> Work to do
Carry on the forum thread about the puppy that goes wild every evening, starting right after its last line.

> Extract to read
========================================
# Crazy Puppy



## popalina (Jan 31, 2013)

Please could anyone help?
Rosie our adorable 12 week puppy has such naughty crazy times every evening. She runs round the house like a mad puppy and bites and nips anything in her path! She jumps up to nip me at every opportunity and really hurt me last night. During the day, she is the perfect puppy (although still nips rather alot) but after 7.pm it seems she is possesed by the devil!
I have tried almost everything, ignoring her, telling her "No", taking her into the garden to wear her out and then as soon as we come indoors she's off again, going crazy.
The only thing that seems to work is to put her in her crate for "Time Out" I'm concerned that she will end up spending most of the evening in her crate if we can't control this behaviour. I feel really sorry for her, having to be in her crate nearly all evening.
Sorry this "goes on" a bit. 
We are going to puppy socializing classes next week. Maybe that will help.
I really do find this site so useful and would be lost without all the support and advice I have had since we collected Rosie
Thankyou


----------



## Kody&Beau (Aug 18, 2012)
========================================
> Given data
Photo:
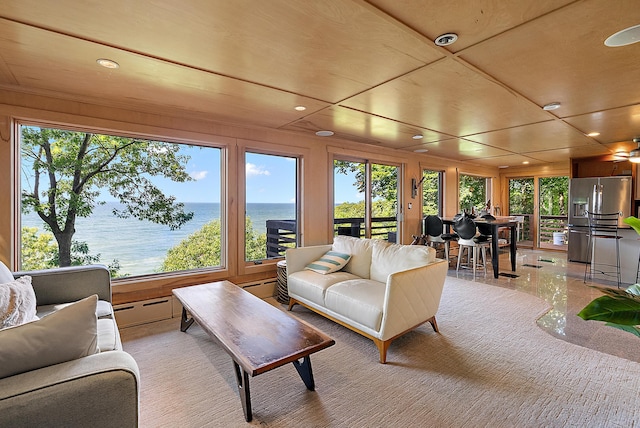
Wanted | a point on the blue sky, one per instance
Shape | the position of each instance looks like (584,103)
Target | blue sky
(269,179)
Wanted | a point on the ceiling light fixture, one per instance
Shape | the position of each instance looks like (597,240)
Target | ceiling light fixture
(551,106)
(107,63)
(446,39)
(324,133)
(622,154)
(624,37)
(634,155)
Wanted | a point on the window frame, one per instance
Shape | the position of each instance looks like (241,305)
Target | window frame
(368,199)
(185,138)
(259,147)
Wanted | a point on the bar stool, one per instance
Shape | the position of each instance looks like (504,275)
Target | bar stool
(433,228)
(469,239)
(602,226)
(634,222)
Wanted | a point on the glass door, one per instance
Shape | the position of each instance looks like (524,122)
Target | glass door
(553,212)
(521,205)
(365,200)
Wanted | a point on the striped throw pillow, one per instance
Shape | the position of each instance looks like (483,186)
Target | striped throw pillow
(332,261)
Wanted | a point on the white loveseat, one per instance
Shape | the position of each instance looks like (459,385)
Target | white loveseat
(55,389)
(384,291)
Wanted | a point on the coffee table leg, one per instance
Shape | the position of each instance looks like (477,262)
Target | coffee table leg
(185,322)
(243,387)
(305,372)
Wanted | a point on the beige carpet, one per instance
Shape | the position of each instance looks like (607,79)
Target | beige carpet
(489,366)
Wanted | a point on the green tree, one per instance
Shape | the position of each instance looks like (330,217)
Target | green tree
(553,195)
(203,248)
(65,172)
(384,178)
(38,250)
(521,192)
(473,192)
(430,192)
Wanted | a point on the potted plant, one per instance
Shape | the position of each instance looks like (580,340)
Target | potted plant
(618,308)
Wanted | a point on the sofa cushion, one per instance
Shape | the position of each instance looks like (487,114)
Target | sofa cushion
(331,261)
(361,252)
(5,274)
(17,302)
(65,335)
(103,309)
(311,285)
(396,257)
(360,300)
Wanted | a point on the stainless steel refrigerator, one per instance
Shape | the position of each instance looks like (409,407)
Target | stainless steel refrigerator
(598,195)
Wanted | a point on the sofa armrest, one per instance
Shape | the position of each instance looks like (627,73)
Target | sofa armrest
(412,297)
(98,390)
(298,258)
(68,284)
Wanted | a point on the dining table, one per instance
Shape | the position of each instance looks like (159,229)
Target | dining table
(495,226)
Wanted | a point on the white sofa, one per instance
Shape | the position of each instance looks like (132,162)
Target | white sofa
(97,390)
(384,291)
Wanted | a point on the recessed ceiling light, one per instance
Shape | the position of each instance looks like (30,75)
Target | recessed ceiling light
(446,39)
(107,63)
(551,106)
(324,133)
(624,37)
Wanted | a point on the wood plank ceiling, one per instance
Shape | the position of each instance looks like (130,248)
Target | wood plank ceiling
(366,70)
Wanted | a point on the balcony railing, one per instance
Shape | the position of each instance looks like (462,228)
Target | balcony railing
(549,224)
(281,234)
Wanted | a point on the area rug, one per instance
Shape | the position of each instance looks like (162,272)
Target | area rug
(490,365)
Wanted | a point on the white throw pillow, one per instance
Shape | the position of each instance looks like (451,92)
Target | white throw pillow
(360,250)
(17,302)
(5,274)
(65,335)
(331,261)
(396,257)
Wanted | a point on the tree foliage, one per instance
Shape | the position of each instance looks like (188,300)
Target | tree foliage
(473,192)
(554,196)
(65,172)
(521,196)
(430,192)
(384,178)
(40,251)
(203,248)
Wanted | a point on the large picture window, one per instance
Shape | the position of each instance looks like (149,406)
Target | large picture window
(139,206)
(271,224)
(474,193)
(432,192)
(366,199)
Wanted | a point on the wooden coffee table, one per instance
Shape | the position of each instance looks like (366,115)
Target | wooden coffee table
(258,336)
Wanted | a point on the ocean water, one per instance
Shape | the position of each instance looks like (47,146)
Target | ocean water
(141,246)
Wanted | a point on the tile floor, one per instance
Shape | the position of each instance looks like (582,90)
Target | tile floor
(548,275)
========================================
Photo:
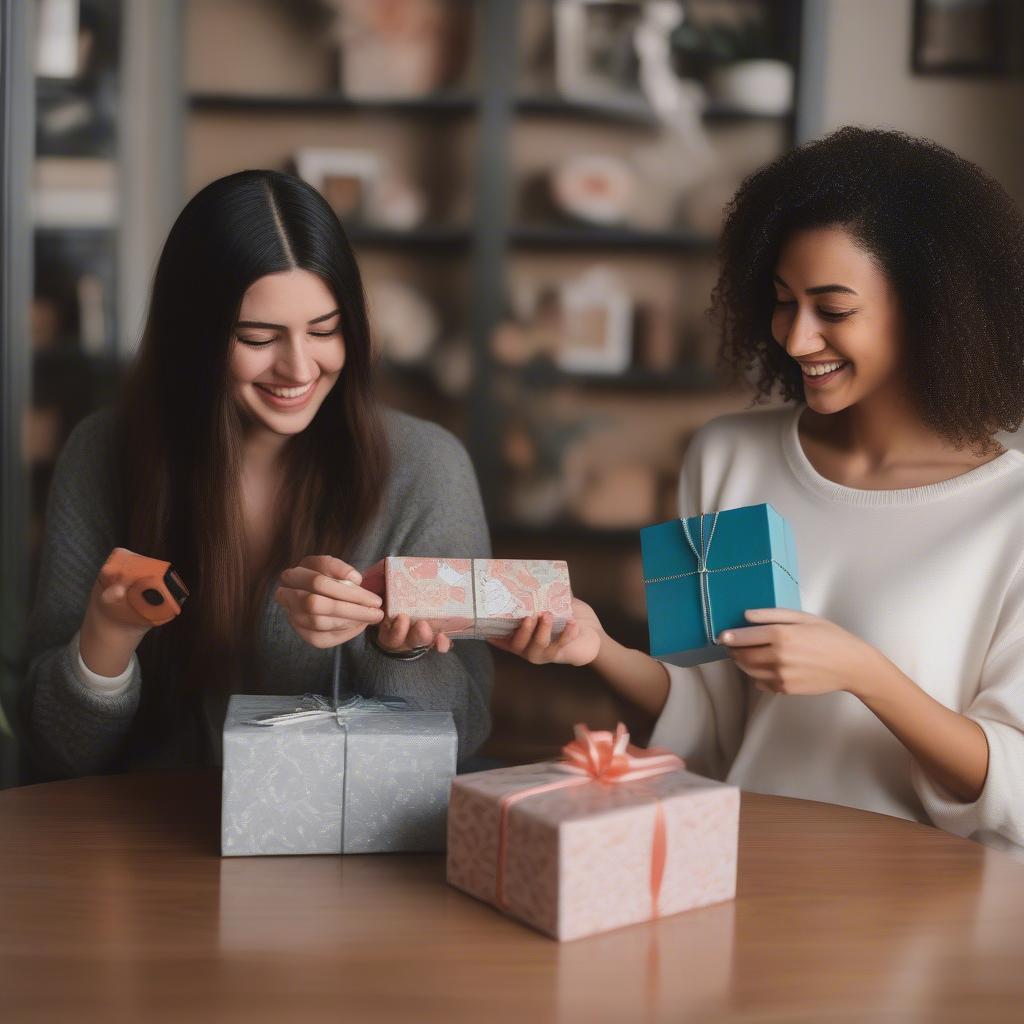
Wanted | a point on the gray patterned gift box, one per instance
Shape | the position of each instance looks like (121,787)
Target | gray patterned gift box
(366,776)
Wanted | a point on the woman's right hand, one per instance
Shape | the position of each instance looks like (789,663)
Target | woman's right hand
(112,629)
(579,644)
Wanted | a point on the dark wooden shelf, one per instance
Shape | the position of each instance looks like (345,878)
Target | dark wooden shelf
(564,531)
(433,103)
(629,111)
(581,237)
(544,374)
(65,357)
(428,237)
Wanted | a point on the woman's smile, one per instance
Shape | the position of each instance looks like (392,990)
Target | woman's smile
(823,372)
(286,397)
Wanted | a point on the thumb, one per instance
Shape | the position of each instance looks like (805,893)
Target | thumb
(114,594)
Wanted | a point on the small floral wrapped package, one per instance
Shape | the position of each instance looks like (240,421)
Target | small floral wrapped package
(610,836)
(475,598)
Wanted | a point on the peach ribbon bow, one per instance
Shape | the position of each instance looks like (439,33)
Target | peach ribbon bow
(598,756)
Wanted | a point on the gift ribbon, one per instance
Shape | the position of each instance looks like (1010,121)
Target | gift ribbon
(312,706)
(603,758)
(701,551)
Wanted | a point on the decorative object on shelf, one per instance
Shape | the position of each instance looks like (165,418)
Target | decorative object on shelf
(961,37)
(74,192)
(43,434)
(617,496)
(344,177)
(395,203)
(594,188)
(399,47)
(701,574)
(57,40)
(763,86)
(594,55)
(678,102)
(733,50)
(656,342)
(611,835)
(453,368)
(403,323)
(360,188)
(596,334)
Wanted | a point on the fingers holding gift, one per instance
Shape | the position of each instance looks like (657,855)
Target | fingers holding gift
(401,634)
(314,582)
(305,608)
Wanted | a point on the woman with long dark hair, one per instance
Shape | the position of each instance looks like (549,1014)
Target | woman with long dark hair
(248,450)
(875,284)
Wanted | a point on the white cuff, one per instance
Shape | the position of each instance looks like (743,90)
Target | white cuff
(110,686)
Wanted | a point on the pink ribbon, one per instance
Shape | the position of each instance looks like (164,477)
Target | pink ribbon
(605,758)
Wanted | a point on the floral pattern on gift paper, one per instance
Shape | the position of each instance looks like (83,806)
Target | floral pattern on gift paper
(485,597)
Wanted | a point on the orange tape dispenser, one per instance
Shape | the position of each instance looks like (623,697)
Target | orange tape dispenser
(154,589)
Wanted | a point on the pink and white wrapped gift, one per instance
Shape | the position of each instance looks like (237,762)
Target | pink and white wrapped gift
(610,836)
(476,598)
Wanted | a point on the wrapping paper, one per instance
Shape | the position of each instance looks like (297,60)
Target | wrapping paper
========================================
> The response
Hi Rosie,
Don't worry as crazy as it sounds this is a common thing in cockapoos when they are young puppies, it's almost like they have a last burst of energy before bed time, I remember in particular my Beau having a crazy hour at the same time of night have to say now though she is really sleepy by the end of the day. I would perhaps take her in the garden for an hour and play ball or take her for an evening walk you may find she will still be a bit excitable when she gets back indoors but hopefully she will settle down quicker or you could then put her in her crate to calm down, but don't worry it will get better xx


----------



## Weaktea (Feb 19, 2013)

Bruno does exactly the same. He goes crazy the second the kids go to bed at 7.15 & starts nipping, jumping up, growling etc. it's like the puppy version of putting your feet up & watching tv with a glass of wine once kid free for the evening (only a bit more energetic & destructive!). It does stress me out as I feel I'm just saying no, get down & so on & with no effect. The problem is that as many of you know my husband is not a dog fan & he gets home to this demonic creature. I don't think he believes me when I say he's pretty sweet & angelic during the day. He seems to wear himself out though & flakes out on the carpet after about 30 mins (Bruno that is, not hubby - he lies snoring on the sofa instead!).


----------



## dio.ren (Jan 18, 2013)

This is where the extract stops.